▶ [EXERCISE] Copy every line of the records below that holds the word "electrical".
-------- INPUT DATA --------
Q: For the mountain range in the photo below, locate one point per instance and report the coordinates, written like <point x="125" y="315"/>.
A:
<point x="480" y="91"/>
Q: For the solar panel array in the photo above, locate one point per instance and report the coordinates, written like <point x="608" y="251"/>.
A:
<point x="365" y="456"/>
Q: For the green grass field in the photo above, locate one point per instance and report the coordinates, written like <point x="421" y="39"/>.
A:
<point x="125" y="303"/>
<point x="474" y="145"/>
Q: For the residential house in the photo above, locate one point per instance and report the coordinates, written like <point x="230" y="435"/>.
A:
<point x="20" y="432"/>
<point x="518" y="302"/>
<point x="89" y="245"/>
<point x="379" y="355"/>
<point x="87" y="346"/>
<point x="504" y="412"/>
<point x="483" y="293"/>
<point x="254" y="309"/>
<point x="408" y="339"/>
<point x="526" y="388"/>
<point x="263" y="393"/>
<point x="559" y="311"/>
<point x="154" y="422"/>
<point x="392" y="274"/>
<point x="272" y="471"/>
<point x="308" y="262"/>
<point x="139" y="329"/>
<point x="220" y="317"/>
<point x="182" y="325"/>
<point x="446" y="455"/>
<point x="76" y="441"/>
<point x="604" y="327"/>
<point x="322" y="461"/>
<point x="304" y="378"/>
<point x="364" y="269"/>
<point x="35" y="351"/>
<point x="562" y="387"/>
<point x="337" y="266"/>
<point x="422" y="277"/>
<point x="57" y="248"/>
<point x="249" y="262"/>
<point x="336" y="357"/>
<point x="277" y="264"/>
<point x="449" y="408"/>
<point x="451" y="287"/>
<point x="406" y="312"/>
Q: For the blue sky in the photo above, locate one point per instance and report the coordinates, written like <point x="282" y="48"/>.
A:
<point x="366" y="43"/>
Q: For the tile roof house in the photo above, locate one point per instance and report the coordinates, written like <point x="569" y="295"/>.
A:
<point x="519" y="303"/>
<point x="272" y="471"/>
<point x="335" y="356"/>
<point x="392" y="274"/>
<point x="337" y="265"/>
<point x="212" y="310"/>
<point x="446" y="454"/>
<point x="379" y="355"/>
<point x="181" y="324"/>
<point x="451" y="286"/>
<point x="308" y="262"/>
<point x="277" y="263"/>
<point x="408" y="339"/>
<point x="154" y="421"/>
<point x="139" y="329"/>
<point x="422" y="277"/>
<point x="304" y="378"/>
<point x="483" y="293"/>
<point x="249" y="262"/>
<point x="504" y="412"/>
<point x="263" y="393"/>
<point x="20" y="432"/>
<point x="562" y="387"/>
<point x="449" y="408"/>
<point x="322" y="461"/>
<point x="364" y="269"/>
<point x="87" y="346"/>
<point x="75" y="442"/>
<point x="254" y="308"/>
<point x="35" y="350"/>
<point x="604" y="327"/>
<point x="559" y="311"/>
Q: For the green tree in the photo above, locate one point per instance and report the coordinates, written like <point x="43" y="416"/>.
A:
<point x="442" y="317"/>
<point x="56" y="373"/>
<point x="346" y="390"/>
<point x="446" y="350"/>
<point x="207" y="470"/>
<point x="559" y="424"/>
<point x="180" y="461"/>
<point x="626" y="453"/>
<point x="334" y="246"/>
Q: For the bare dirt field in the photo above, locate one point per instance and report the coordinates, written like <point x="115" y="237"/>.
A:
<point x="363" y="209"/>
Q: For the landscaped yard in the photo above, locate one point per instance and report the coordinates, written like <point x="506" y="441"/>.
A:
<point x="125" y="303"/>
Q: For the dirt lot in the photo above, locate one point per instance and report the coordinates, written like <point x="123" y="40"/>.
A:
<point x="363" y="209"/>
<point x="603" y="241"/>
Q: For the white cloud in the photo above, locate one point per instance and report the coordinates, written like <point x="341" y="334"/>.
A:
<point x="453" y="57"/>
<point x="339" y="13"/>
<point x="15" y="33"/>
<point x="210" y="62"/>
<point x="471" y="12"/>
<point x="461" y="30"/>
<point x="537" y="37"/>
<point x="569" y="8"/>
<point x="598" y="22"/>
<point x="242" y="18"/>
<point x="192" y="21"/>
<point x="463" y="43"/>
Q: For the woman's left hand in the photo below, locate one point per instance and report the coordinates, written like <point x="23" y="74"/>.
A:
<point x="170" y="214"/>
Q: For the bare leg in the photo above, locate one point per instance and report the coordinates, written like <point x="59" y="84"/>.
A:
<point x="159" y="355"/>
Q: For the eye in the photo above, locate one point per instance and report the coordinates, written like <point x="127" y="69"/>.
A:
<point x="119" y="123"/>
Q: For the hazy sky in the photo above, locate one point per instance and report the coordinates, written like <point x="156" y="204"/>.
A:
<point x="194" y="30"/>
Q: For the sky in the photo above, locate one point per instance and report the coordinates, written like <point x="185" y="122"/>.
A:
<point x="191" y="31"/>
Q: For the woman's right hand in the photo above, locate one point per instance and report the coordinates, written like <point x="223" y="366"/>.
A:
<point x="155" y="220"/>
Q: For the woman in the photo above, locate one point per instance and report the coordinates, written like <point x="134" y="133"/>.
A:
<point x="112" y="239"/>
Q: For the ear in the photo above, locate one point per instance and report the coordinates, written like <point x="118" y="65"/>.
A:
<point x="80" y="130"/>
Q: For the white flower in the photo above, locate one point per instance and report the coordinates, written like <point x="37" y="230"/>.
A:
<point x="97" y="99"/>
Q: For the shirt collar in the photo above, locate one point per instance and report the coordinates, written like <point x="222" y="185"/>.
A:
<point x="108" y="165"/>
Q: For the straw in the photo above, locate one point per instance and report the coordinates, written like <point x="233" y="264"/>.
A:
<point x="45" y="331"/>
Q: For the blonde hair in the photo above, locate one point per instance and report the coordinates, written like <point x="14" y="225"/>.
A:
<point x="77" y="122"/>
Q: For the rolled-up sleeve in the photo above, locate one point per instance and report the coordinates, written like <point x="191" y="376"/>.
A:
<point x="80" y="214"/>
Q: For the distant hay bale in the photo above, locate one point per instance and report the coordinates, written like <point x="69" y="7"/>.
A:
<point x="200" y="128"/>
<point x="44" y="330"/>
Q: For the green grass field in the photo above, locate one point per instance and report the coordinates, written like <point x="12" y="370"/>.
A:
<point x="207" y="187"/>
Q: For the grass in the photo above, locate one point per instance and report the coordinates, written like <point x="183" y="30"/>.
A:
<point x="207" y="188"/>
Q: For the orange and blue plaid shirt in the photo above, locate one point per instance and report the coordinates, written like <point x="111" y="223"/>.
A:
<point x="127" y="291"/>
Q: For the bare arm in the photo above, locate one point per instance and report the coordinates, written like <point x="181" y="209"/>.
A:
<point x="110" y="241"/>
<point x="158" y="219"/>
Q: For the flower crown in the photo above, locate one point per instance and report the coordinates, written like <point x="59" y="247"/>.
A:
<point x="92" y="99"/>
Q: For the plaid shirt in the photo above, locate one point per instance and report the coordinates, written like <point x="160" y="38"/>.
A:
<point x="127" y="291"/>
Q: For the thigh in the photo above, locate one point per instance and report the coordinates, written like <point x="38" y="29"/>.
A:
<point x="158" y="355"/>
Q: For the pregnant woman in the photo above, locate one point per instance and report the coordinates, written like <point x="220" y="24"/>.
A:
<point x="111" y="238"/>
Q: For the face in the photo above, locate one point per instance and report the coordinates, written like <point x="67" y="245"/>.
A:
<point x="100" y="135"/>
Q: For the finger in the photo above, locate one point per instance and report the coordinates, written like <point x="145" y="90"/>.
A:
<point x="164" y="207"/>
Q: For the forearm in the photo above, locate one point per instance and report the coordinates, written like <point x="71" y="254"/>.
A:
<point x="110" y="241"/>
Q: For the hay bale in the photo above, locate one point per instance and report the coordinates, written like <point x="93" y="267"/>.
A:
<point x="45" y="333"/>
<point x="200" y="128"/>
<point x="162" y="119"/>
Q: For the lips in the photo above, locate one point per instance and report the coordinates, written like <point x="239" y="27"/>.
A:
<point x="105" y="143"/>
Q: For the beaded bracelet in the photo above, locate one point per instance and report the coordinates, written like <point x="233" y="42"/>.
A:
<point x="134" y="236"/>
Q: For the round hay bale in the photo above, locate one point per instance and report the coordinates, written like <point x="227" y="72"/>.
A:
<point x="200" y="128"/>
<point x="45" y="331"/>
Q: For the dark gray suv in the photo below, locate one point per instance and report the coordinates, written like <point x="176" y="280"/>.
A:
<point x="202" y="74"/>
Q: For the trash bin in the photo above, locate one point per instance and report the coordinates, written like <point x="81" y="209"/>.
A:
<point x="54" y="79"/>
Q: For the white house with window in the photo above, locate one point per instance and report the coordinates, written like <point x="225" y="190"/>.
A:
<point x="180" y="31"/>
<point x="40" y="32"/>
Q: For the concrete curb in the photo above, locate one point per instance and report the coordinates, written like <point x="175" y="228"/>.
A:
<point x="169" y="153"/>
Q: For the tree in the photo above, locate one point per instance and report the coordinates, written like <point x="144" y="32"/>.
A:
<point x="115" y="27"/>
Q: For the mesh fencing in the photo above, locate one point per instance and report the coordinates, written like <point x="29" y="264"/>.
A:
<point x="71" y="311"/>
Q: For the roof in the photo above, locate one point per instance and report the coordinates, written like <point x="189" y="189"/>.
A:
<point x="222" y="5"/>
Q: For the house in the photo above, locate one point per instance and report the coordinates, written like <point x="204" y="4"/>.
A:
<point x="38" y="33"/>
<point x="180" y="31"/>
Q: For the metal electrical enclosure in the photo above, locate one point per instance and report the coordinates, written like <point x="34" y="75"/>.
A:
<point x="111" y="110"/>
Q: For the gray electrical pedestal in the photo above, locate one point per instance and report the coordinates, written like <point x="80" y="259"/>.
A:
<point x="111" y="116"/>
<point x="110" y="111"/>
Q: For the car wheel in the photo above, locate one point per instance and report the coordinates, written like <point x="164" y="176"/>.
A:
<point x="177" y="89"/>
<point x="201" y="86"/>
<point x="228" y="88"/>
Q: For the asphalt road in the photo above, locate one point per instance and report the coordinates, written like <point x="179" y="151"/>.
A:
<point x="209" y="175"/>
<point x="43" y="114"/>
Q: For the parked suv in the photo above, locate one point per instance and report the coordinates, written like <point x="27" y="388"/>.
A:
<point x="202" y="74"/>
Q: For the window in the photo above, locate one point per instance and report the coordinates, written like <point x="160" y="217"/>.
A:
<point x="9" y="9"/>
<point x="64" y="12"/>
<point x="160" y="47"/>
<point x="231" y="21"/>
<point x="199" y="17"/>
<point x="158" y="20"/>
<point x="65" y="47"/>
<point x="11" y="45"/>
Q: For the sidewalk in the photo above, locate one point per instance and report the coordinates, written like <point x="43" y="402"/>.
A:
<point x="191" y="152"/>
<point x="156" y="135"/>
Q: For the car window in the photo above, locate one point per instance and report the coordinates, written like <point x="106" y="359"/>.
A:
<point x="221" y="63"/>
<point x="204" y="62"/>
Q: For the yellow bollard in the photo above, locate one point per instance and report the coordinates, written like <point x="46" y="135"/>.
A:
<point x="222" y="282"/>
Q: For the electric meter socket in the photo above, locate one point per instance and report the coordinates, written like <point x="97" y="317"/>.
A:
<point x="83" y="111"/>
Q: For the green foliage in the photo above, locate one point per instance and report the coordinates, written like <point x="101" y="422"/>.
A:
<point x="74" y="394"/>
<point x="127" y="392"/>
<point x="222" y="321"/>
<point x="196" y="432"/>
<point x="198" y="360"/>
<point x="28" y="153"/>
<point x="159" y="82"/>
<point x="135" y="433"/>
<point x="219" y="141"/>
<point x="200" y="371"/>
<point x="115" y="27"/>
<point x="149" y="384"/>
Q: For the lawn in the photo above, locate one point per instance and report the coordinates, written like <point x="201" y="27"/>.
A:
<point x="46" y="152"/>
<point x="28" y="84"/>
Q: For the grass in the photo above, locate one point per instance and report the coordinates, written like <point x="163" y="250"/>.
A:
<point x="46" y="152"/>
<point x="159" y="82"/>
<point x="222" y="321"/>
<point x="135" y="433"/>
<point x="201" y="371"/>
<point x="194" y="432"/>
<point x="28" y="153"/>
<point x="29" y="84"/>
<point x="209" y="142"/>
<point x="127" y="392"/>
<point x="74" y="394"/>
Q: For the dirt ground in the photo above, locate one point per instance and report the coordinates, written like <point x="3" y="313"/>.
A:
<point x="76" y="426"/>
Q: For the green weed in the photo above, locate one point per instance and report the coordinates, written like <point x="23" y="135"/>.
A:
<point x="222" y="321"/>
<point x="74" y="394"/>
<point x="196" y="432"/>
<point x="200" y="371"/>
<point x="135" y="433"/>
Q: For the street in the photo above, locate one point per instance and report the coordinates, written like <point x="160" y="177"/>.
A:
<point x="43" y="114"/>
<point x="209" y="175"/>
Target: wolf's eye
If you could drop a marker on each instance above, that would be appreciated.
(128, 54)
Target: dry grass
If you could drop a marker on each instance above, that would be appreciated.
--------
▶ [RESULT OF THIS TASK]
Q: For the metal electrical enclosure in the photo above, locate one point per instance and report the coordinates, written like <point x="34" y="75"/>.
Q: For the gray electrical pedestal in the photo above, locate one point per instance and report the coordinates, written like <point x="80" y="259"/>.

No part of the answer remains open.